| Vorliegender Text |
══════════════════════════════
Wie vielfältig die moderne Stadtgeschichtsforschung mittlerweile ist, lässt sich an zwei jüngeren Studien ablesen, die jeweils zwei ehemals sowjetischen Hauptstädten gewidmet sind und die unterschiedlicher in ihrer Herangehensweise kaum ausfallen könnten. Das Buch von Thomas M. Bohn über "Minsk - Musterstadt des Sozialismus" beansprucht mit seinem Untertitel "Stadtplanung und Urbanisierung in der Sowjetunion nach 1945" auch allgemeingültige Aussagen über die sowjetische Stadtentwicklung der Nachkriegszeit zu treffen. Der Band "Moskau bauen von Lenin bis Chruščev" von Monica Rüthers dagegen deutet mit dem Untertitel "Öffentliche Räume zwischen Utopie, Terror und Alltag" bereits an, dass weniger das Baugeschehen selbst und seine architektonischen und sozialgeschichtlichen Aspekte im Mittelpunkt stehen, als vielmehr die Frage, wie die sowjetische Gesellschaft öffentliche Räume geschaffen und genutzt hat.

Wenig überraschend erscheint der Aufbau von Bohns Arbeit konventioneller, als der des Buches von Rüthers. Nach seiner Einleitung schildert Bohn zunächst die Prämissen der Stadtentwicklung im landwirtschaftlich geprägten Weißrussland, bevor er in drei Abschnitten die Neuplanung der weitgehend kriegszerstörten weißrussischen Hauptstadt, die Ursachen und Folgen der Bevölkerungsexplosion von Minsk nach 1945 sowie die bis 1989 anhaltende Wohnungsnot in der Metropole beleuchtet. Ein letzter Abschnitt ist vier Fallstudien gewidmet, die in mikrogeschichtlicher Nahsicht einige Randbezirke untersuchen und nach dem Verhältnis zwischen den Bewohnern der sozialistischen Musterstadt und der Obrigkeit fragen.
══════════════════════════════
| Aufgaben zur Übung |
**A)** Schreiben Sie aus dem vorliegenden Text den Abschnitt von „Wenig überraschend erscheint“ bis einschließlich „der Obrigkeit fragen.“ wortgetreu ab.
**B)** Übersetzen Sie diesen Satz aus dem vorliegenden Text ins Englische: „Wenig überraschend erscheint der Aufbau von Bohns Arbeit konventioneller, als der des Buches von Rüthers.“

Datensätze
══════════════════════════════
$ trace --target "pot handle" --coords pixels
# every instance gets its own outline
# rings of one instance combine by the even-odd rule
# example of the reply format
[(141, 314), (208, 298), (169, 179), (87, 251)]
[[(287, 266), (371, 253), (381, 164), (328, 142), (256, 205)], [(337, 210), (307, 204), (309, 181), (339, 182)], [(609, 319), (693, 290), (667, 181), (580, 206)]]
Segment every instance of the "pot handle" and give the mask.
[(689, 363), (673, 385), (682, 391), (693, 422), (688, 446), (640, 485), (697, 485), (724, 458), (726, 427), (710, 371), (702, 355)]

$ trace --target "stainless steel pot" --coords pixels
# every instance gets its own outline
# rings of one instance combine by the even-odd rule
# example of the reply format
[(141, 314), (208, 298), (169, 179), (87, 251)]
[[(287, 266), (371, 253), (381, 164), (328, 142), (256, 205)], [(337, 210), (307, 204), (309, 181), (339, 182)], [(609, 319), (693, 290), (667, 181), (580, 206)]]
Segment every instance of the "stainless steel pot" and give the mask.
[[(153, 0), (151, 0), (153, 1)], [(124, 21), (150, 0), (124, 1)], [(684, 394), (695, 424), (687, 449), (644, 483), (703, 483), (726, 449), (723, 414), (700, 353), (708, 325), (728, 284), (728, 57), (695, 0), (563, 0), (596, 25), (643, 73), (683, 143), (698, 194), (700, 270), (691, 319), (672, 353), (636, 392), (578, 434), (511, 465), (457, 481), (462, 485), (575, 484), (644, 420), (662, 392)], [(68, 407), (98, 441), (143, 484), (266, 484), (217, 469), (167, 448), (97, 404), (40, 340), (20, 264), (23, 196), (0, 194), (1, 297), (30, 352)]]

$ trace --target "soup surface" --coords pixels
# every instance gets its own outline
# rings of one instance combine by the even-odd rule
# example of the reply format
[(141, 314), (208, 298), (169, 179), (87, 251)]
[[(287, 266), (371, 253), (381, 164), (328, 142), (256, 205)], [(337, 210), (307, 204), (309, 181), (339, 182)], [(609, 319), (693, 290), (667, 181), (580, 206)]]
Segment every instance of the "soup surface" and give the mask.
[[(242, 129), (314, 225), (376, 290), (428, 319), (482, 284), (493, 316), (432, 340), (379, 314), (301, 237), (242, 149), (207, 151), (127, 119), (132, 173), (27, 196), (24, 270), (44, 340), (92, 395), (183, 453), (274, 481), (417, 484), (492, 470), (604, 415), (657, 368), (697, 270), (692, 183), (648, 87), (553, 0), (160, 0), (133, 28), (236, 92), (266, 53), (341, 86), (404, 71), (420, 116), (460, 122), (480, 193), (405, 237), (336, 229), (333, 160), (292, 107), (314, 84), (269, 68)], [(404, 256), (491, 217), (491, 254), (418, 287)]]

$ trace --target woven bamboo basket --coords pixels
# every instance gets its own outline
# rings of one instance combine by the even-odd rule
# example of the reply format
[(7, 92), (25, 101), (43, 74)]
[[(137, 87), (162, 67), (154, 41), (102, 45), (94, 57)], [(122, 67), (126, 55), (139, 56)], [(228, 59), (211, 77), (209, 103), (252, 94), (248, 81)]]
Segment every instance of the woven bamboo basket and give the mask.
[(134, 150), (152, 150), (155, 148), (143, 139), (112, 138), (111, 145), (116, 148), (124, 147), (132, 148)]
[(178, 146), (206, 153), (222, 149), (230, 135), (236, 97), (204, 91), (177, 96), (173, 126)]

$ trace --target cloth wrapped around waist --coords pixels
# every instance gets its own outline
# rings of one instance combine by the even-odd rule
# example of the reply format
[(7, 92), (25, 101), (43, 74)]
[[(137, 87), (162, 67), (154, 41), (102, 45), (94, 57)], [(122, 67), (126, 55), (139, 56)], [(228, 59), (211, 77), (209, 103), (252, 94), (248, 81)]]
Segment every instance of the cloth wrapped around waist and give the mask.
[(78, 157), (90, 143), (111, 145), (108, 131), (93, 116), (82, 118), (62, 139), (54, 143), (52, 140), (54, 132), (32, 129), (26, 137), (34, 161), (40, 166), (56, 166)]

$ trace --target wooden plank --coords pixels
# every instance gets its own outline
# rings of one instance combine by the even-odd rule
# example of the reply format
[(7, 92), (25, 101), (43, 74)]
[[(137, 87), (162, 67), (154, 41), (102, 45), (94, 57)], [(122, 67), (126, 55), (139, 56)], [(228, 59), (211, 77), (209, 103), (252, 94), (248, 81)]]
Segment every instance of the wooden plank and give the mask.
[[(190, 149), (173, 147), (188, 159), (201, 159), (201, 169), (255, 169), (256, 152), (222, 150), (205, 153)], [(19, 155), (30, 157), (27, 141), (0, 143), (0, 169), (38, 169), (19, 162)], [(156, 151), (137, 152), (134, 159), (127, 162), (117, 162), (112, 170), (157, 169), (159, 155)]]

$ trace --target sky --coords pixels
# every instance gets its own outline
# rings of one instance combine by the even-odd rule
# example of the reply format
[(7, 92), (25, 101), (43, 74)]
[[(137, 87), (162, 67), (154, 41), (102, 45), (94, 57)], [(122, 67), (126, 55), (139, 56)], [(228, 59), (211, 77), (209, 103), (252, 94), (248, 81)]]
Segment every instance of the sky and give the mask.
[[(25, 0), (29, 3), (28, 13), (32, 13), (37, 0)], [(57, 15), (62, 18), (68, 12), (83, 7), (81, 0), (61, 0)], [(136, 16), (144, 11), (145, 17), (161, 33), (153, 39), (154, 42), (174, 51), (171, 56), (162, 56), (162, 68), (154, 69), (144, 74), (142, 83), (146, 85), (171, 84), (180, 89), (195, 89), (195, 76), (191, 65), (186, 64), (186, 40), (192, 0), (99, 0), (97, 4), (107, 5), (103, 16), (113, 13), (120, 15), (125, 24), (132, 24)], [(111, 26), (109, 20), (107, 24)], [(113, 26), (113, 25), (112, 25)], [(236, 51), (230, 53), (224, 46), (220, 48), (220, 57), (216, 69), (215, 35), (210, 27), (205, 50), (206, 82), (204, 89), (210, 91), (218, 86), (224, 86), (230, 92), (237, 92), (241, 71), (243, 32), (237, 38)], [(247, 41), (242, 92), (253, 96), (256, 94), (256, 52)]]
══════════════════════════════
| Lösungen je Aufgabe |
**A)**
Wenig überraschend erscheint der Aufbau von Bohns Arbeit konventioneller, als der des Buches von Rüthers. Nach seiner Einleitung schildert Bohn zunächst die Prämissen der Stadtentwicklung im landwirtschaftlich geprägten Weißrussland, bevor er in drei Abschnitten die Neuplanung der weitgehend kriegszerstörten weißrussischen Hauptstadt, die Ursachen und Folgen der Bevölkerungsexplosion von Minsk nach 1945 sowie die bis 1989 anhaltende Wohnungsnot in der Metropole beleuchtet. Ein letzter Abschnitt ist vier Fallstudien gewidmet, die in mikrogeschichtlicher Nahsicht einige Randbezirke untersuchen und nach dem Verhältnis zwischen den Bewohnern der sozialistischen Musterstadt und der Obrigkeit fragen.

**B)** Unsurprisingly, the structure of Bohn's work appears more conventional than that of Rüthers's book.